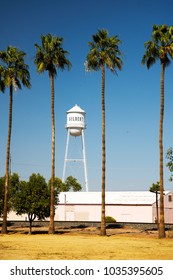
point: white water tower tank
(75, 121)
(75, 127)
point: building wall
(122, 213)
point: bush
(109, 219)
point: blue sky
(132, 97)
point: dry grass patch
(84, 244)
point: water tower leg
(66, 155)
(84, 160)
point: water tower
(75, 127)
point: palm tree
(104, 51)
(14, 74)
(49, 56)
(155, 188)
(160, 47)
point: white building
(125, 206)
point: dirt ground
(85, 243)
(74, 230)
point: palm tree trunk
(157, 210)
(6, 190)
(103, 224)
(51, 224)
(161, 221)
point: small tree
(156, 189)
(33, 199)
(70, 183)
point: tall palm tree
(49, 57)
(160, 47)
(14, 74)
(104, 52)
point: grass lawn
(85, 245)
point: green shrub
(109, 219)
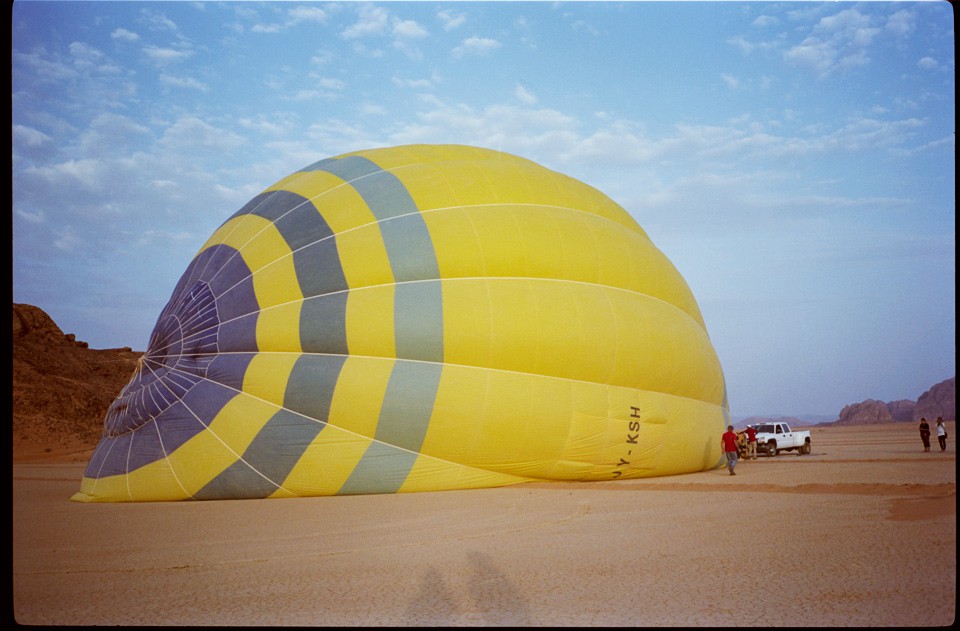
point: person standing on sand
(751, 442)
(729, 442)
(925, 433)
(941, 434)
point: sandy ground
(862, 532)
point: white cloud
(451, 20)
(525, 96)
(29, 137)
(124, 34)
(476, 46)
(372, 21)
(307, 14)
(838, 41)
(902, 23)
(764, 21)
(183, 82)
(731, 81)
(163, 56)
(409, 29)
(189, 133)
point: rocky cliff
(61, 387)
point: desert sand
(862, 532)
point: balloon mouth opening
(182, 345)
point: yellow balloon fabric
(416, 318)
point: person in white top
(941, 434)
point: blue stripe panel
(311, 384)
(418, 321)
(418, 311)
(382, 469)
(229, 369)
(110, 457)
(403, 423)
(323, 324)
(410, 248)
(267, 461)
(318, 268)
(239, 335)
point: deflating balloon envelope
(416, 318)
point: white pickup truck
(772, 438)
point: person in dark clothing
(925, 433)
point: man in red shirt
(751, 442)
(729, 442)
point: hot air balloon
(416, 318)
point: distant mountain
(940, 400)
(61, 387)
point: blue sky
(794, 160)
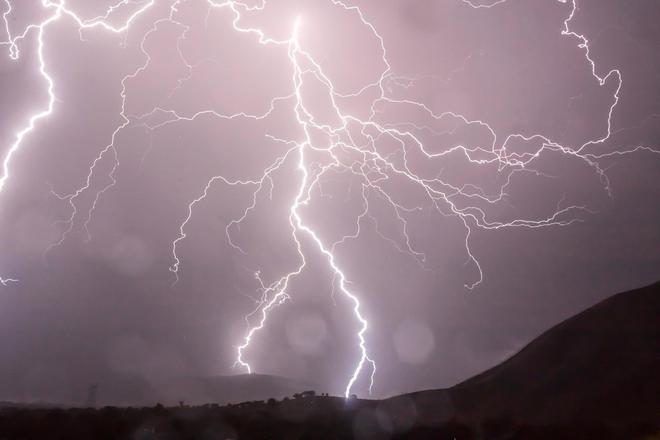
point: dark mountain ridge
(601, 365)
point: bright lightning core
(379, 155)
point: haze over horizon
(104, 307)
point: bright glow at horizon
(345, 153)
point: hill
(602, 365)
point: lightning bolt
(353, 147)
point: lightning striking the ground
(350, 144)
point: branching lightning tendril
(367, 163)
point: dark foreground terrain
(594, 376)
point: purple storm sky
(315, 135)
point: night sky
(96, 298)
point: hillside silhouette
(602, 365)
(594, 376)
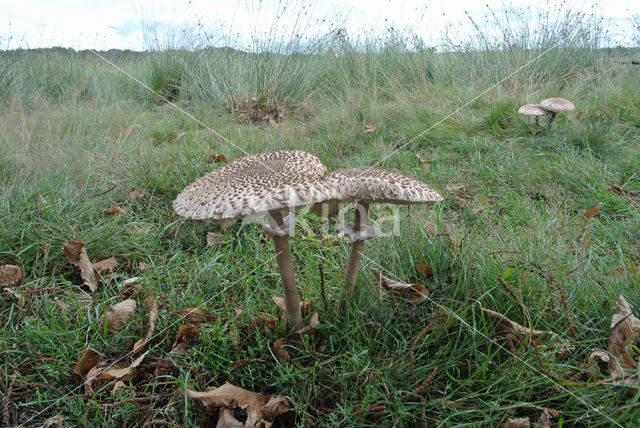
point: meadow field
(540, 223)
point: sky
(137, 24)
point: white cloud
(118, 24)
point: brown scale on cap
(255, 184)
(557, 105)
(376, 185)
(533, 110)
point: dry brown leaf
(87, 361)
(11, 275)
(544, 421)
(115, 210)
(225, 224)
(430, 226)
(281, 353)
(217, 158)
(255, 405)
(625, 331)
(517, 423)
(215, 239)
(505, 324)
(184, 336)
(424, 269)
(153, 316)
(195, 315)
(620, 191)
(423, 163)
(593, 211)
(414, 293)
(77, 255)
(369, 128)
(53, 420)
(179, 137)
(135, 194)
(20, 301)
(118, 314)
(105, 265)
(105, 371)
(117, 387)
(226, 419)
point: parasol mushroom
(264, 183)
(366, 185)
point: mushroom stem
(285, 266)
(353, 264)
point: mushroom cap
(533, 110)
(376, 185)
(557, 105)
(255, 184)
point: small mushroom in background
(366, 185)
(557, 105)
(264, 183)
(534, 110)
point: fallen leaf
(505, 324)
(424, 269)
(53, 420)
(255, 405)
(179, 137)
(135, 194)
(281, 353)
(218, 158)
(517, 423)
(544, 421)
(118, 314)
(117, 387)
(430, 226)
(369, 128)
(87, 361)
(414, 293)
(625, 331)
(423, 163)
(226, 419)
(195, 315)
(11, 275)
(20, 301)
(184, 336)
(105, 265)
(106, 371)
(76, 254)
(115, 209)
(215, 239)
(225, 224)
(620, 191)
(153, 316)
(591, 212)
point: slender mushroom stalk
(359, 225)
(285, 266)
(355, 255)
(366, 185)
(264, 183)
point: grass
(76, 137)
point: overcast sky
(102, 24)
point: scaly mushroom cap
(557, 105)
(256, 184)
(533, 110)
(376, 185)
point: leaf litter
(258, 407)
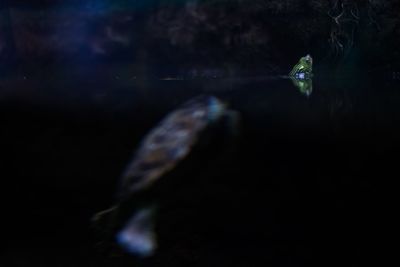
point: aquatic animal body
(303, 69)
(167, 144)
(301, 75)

- - - -

Output as a JSON list of strings, one per line, the lines from the line with "point: small mushroom in background" through the end of the items, skipping blank lines and leaving out the picture lines.

◆ RESPONSE TO THIS EXERCISE ◆
[
  "point: small mushroom in background",
  "(366, 185)",
  "(557, 105)",
  "(264, 183)",
  "(534, 110)",
  "point: fallen leaf",
  "(505, 324)",
  "(424, 269)",
  "(53, 420)",
  "(255, 405)",
  "(179, 137)",
  "(135, 194)",
  "(281, 353)",
  "(218, 158)",
  "(517, 423)",
  "(544, 421)",
  "(118, 314)",
  "(117, 387)",
  "(430, 226)",
  "(369, 128)",
  "(87, 361)",
  "(414, 293)",
  "(625, 331)",
  "(423, 163)",
  "(226, 419)",
  "(195, 315)",
  "(11, 275)",
  "(20, 301)",
  "(184, 336)",
  "(105, 265)",
  "(106, 371)",
  "(76, 254)",
  "(115, 209)",
  "(215, 239)",
  "(225, 224)",
  "(620, 191)",
  "(153, 316)",
  "(591, 212)",
  "point: slender mushroom stalk",
  "(359, 225)",
  "(285, 266)",
  "(355, 255)",
  "(366, 185)",
  "(264, 183)",
  "point: grass",
  "(76, 137)",
  "point: overcast sky",
  "(102, 24)",
  "point: scaly mushroom cap",
  "(557, 105)",
  "(256, 184)",
  "(533, 110)",
  "(376, 185)",
  "point: leaf litter",
  "(258, 407)",
  "point: aquatic animal body",
  "(303, 69)",
  "(167, 144)",
  "(301, 75)"
]